The ongoing USB Conspiracy Theory?


Some, but not all. A better (actually engineered) protocol would probably be the actual answer, but as I said, that would/will be met with a TON of resistance. I tried it once a couple years ago and I'm not gonna repeat that experience, it was frustrating at best.


Just to give a summary of my tests. Transferring a 20MByte file to a 32bit board running Marlin with a "pure USB" (no UART) connection gives the following data rates:
Octoprint (running on a Pi 2): 5.4KBytes/second
Repetier host(running on a PC): 47KBytes/second
Direct USB file access (from Pi 2): 666KBytes/second
So as you can see the data rate achieved by Octoprint is much slower than what is possible from the raw transfer speed. I'd be interested to see results from a similar test to a board that uses a USB/UART connection and that uses just UARTS (so no USB) if anyone has the hardware and time to do it.

Oh and for anyone that is interested the protocol used by repetier host is identical to that used by Octoprint (in that the bytes on the wire are the same). The difference is that rather than using a simple send/wait approach it basically tracks the state of the printer receive buffer. This allows it to send several lines of gcode before having to wait for an ok to come back from the printer. This typically allows for better usage of things like the available USB bandwidth (a smaller number of large packets rather than more small ones) and probably more importantly greatly reduces the overall latency since the ok responses will typically overlap with the ongoing data being sent. It does however mean that error recovery becomes more complex as you may need to go back several gcode lines.


I'd like to know how it reliably achieves that tracking across several firmware variants. The thing is, there are horribly buggy firmwares out there that acknowledge in a different order than they have received commands in and also don't support any additional means to track the internal buffer state but command tracking. I tried to implement a more sensible buffer use a couple years ago before I started running into these kind of bugs which pretty much nuked the whole approach and had me start the comm layer rewrite from scratch. Since then I've stuck to ping pong since it's the only thing that reliably works across 99% of firmware variants out there that get thrown at OctoPrint, without the user having to fiddle around with settings :woman_shrugging:

With regards to performance, I'd be interested how in your setup OctoPrint would perform installed on the same PC as Repetier Host (to negate affects of the underlying hardware platform). It's cross platform, so that should be possible to test.

A while ago I did some tests of the pure comm layer (without attached server) vs a C implementation for streaming an SD file to the firmware, and back then there wasn't a huge difference. Adding the full blown running server to it though changed things a bit. OctoPrint's architecture is a bit at its limit now - this is Python, so we have a GIL in the way that prevents utilization of multiple CPU cores for proper pipelining, and it's not just a GCODE sender but it has to do a ton of other stuff as well (the more plugins you have the more overhead).

Due to this I want to experiment with moving the printer communication (completely or partially) into its own process to get around the GIL, maybe split off other parts as well, but that would cause plugins that today rely on being able to inject themselves into that communication (e.g. Octolapse or anything that modifies the sent/received commands in any way) to no longer function, or at least not without severe adjustment, since shared memory would be a bit tricky to achieve here, as would injecting of various bits and pieces.


A good question and given that they offer the option to enable ping/pong mode I suspect that they don't. But I guess that it works well enough for some(lots ?) people, given that there does not seem to be a large number of people reporting problems. Having said that I did take a look at the code and it is pretty complex, certainly much more so than that in Octoprint.

▶ [EXERCISE TASK 1]
Gather every line of the listing that contains the string "reindeer".
The forum thread and the listing have nothing to do with each other.

▶ [EXCERPTED DATA]
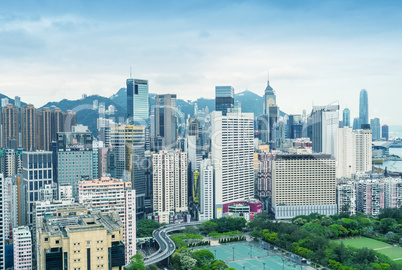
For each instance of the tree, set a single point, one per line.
(136, 263)
(145, 227)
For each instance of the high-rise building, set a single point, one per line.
(385, 132)
(346, 198)
(93, 241)
(375, 128)
(363, 108)
(44, 129)
(166, 120)
(324, 129)
(370, 196)
(22, 248)
(346, 165)
(3, 229)
(29, 128)
(206, 190)
(363, 141)
(37, 172)
(233, 158)
(224, 98)
(303, 184)
(74, 158)
(108, 195)
(170, 193)
(10, 122)
(137, 102)
(346, 117)
(269, 98)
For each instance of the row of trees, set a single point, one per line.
(309, 237)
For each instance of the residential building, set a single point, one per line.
(233, 158)
(303, 184)
(89, 241)
(224, 98)
(109, 195)
(170, 194)
(137, 102)
(22, 248)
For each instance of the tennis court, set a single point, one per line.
(249, 256)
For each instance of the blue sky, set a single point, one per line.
(317, 52)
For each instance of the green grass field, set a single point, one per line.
(392, 252)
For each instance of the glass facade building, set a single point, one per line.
(224, 98)
(137, 101)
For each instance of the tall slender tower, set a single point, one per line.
(137, 101)
(363, 108)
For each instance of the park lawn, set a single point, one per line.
(362, 242)
(392, 253)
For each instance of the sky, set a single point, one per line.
(316, 52)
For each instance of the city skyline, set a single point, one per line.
(64, 50)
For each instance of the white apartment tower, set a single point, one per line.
(303, 184)
(233, 157)
(113, 195)
(363, 140)
(22, 248)
(206, 190)
(170, 193)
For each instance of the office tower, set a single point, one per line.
(4, 102)
(346, 117)
(233, 158)
(346, 165)
(393, 192)
(385, 132)
(57, 123)
(324, 129)
(295, 126)
(206, 190)
(22, 248)
(375, 128)
(166, 120)
(363, 143)
(169, 184)
(264, 187)
(37, 172)
(303, 184)
(363, 108)
(369, 197)
(74, 158)
(93, 241)
(224, 98)
(346, 198)
(44, 129)
(108, 195)
(10, 122)
(29, 127)
(137, 102)
(269, 98)
(3, 229)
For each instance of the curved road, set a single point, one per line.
(166, 245)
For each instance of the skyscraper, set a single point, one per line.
(375, 128)
(363, 108)
(137, 101)
(233, 158)
(166, 120)
(10, 121)
(269, 98)
(224, 98)
(346, 117)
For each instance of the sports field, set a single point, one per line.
(381, 247)
(250, 256)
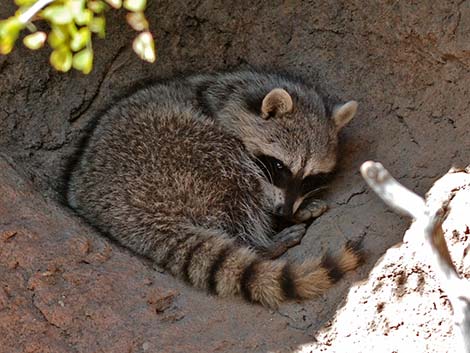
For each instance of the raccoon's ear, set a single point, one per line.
(276, 103)
(343, 113)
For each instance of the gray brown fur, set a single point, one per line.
(170, 172)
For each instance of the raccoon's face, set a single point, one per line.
(295, 144)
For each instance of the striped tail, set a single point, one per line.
(222, 267)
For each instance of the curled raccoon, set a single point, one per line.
(195, 174)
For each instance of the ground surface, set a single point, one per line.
(407, 63)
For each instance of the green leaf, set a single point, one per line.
(144, 47)
(98, 25)
(83, 61)
(80, 39)
(115, 3)
(35, 41)
(58, 36)
(24, 2)
(97, 6)
(137, 21)
(135, 5)
(61, 59)
(57, 14)
(84, 17)
(81, 15)
(9, 31)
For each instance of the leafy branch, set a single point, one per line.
(72, 24)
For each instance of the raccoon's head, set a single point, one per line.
(294, 142)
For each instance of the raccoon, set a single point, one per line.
(195, 172)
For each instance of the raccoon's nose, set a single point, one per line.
(284, 211)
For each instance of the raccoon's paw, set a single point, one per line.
(312, 209)
(286, 239)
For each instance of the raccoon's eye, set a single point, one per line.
(278, 165)
(274, 169)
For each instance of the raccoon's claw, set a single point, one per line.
(286, 239)
(312, 209)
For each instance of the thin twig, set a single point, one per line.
(428, 216)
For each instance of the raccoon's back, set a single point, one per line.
(162, 162)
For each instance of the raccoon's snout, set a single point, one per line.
(284, 211)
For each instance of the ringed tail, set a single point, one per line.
(222, 267)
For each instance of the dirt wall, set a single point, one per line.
(407, 63)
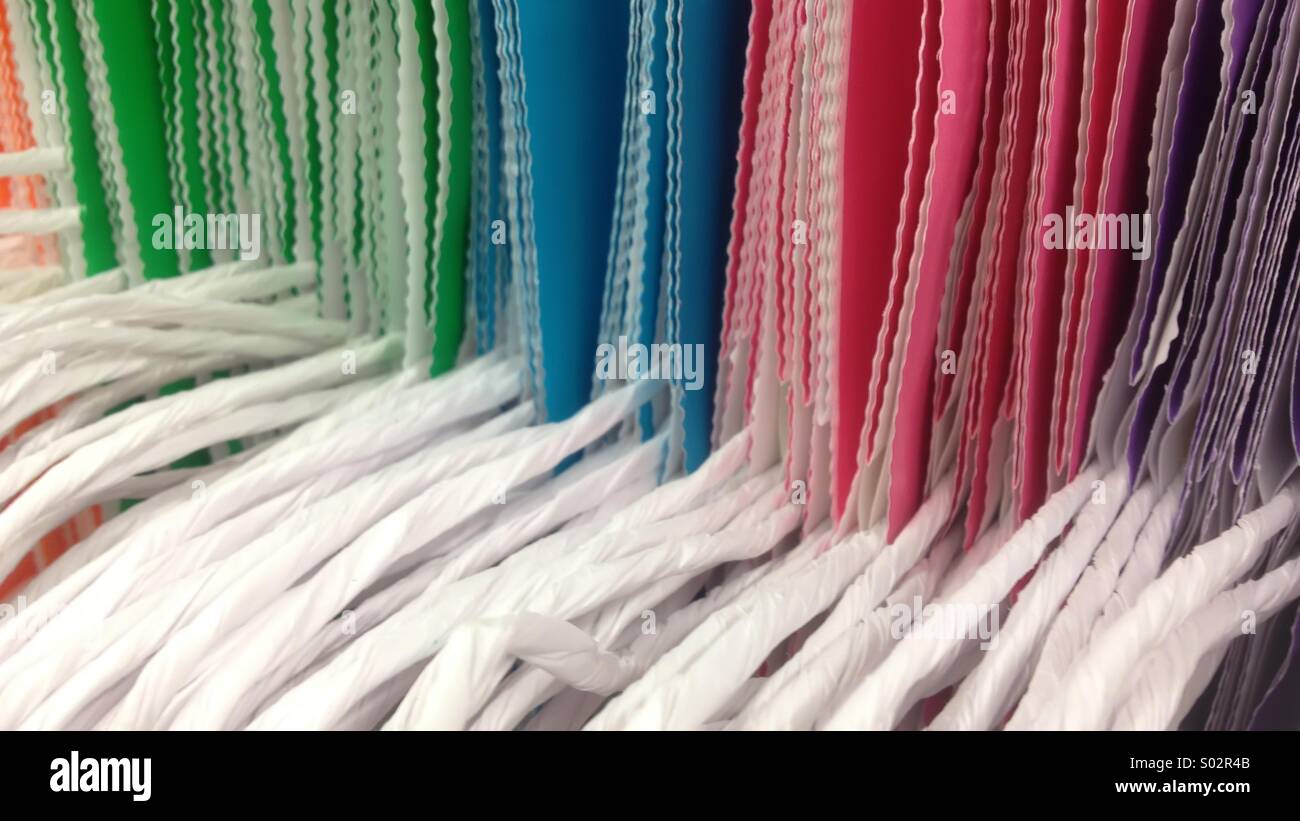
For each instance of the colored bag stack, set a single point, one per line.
(649, 364)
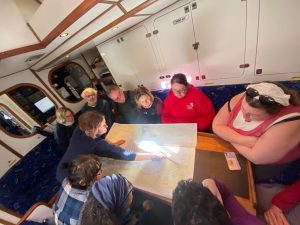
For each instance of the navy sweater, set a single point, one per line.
(81, 144)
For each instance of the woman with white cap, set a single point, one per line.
(263, 123)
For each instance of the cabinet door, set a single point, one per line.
(175, 39)
(142, 58)
(131, 59)
(7, 160)
(115, 55)
(278, 47)
(220, 29)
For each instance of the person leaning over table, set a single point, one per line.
(97, 104)
(65, 125)
(187, 104)
(83, 171)
(207, 203)
(149, 107)
(262, 123)
(124, 105)
(86, 139)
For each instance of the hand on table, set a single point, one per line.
(119, 142)
(275, 216)
(158, 156)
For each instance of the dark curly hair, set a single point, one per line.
(194, 204)
(93, 213)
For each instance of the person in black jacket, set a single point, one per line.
(86, 139)
(65, 125)
(124, 106)
(97, 104)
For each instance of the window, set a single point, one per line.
(69, 81)
(33, 101)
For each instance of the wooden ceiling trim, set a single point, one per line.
(108, 9)
(21, 50)
(136, 15)
(122, 7)
(102, 30)
(69, 20)
(32, 30)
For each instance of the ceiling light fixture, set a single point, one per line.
(64, 34)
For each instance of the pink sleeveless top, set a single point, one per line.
(262, 127)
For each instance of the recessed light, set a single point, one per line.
(64, 34)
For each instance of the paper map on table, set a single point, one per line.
(177, 141)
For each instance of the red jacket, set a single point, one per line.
(194, 107)
(288, 197)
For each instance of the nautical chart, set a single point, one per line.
(177, 141)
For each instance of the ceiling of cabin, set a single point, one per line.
(30, 29)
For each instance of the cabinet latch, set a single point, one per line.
(195, 45)
(187, 9)
(246, 65)
(259, 71)
(194, 5)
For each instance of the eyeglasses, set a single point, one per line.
(264, 99)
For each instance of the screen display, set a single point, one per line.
(44, 104)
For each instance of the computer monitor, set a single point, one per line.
(44, 104)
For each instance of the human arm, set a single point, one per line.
(274, 144)
(288, 197)
(61, 139)
(106, 149)
(149, 156)
(275, 216)
(205, 111)
(166, 113)
(117, 143)
(221, 129)
(281, 203)
(234, 208)
(108, 113)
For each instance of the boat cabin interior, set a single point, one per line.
(51, 50)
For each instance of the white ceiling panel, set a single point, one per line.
(17, 63)
(106, 19)
(131, 4)
(157, 6)
(126, 24)
(86, 18)
(50, 14)
(20, 35)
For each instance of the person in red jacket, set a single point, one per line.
(285, 207)
(187, 104)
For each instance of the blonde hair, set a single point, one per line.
(139, 92)
(60, 114)
(88, 90)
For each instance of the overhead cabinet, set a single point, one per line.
(278, 46)
(208, 40)
(130, 58)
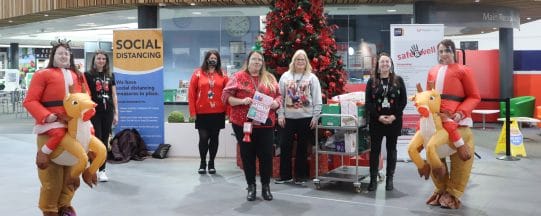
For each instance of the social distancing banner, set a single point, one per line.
(516, 138)
(138, 67)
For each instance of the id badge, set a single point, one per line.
(385, 103)
(247, 127)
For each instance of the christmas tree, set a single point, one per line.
(301, 24)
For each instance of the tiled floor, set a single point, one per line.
(172, 187)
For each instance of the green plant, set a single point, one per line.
(175, 117)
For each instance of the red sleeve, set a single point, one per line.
(230, 89)
(32, 101)
(471, 92)
(278, 95)
(192, 91)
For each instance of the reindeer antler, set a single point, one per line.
(419, 88)
(431, 85)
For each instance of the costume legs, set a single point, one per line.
(53, 193)
(454, 182)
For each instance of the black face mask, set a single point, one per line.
(212, 63)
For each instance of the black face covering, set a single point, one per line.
(212, 63)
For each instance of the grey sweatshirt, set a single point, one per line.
(301, 96)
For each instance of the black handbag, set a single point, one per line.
(161, 151)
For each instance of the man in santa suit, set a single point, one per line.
(44, 101)
(460, 96)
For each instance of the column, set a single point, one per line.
(506, 62)
(147, 16)
(13, 56)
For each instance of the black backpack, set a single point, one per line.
(127, 145)
(161, 151)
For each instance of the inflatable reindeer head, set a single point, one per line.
(428, 101)
(79, 105)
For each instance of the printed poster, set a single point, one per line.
(138, 68)
(414, 52)
(259, 110)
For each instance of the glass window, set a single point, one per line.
(189, 33)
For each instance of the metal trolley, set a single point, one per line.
(343, 173)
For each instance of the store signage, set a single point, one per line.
(467, 15)
(414, 52)
(138, 68)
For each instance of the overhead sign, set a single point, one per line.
(466, 15)
(138, 68)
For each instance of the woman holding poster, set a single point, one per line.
(204, 99)
(385, 101)
(298, 114)
(254, 137)
(102, 84)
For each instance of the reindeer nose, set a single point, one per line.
(423, 111)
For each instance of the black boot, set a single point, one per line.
(373, 183)
(389, 183)
(265, 192)
(202, 167)
(212, 170)
(251, 192)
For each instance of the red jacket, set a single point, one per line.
(198, 94)
(48, 86)
(241, 86)
(456, 80)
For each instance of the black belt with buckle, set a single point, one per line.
(452, 97)
(52, 103)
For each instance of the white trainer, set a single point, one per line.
(102, 177)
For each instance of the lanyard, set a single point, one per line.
(256, 86)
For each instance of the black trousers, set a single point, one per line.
(103, 121)
(260, 147)
(301, 127)
(375, 150)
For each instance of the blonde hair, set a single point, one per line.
(298, 53)
(266, 78)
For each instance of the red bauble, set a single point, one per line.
(332, 85)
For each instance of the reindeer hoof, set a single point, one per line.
(449, 201)
(91, 155)
(90, 179)
(440, 172)
(74, 182)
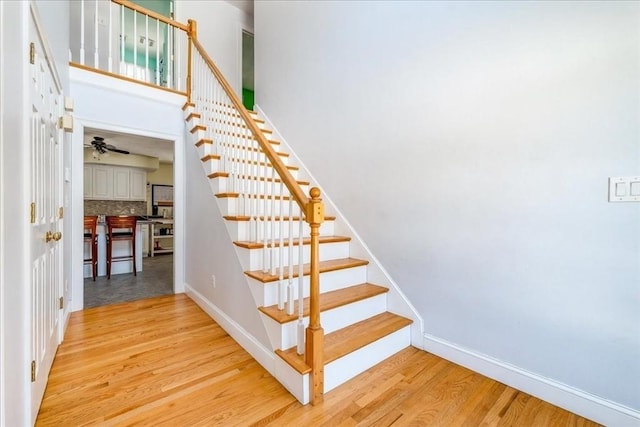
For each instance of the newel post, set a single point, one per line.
(192, 33)
(314, 349)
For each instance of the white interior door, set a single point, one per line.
(46, 225)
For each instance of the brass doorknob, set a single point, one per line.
(50, 235)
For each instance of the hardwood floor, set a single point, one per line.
(163, 361)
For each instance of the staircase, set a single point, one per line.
(325, 322)
(359, 330)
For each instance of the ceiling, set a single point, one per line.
(244, 5)
(135, 144)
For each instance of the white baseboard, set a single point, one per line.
(260, 353)
(577, 401)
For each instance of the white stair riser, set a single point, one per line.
(233, 157)
(206, 106)
(242, 205)
(266, 294)
(245, 230)
(341, 370)
(252, 259)
(284, 336)
(215, 165)
(237, 183)
(298, 385)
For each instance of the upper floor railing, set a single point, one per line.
(121, 39)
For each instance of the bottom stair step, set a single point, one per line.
(347, 340)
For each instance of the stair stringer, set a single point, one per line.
(262, 352)
(397, 302)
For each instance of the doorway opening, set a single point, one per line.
(247, 70)
(120, 175)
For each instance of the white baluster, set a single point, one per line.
(273, 219)
(96, 56)
(123, 66)
(169, 56)
(281, 283)
(300, 347)
(146, 47)
(158, 82)
(290, 300)
(82, 32)
(135, 44)
(110, 58)
(265, 250)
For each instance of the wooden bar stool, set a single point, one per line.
(121, 229)
(91, 237)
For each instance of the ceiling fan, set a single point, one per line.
(101, 147)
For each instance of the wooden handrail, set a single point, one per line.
(277, 163)
(152, 14)
(313, 209)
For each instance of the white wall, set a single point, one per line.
(220, 28)
(54, 18)
(14, 324)
(209, 251)
(493, 126)
(208, 248)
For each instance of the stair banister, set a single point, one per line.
(152, 14)
(312, 207)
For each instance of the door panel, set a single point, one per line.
(45, 224)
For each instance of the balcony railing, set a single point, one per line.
(122, 39)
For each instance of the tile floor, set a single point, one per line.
(155, 279)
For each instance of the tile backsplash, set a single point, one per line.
(114, 207)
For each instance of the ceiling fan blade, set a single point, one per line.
(116, 150)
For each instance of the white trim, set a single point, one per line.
(264, 356)
(577, 401)
(397, 302)
(2, 204)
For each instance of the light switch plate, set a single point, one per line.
(624, 189)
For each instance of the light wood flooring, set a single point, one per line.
(163, 361)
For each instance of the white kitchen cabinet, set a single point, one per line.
(137, 184)
(102, 182)
(121, 178)
(88, 182)
(161, 235)
(114, 183)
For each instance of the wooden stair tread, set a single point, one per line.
(252, 178)
(235, 160)
(296, 241)
(277, 218)
(232, 195)
(328, 301)
(324, 266)
(347, 340)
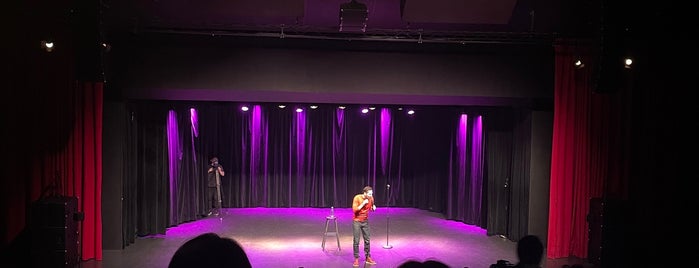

▶ [EXERCISE TASK 2]
For each statement, say yes or no on whether it agrees with the forum thread, and quote the thread's deciding words: (a) Repetier host reached a data rate of 47KBytes/second in the tests. (b) The bytes sent on the wire by Repetier host differ from those sent by Octoprint. (c) OctoPrint is written in Python.

▶ [WRITTEN ANSWER 1]
For each instance of the reindeer antler, set a single point, one per line.
For each instance of the inflatable reindeer head, set a single point, one per line.
For each instance of the reindeer nose, set a single point, one per line.
For each instance of the reindeer hoof, set a single point, one per line.

▶ [WRITTEN ANSWER 2]
(a) Yes: "Repetier host(running on a PC): 47KBytes/second"
(b) No: "the protocol used by repetier host is identical to that used by Octoprint (in that the bytes on the wire are the same)"
(c) Yes: "this is Python, so we have a GIL in the way"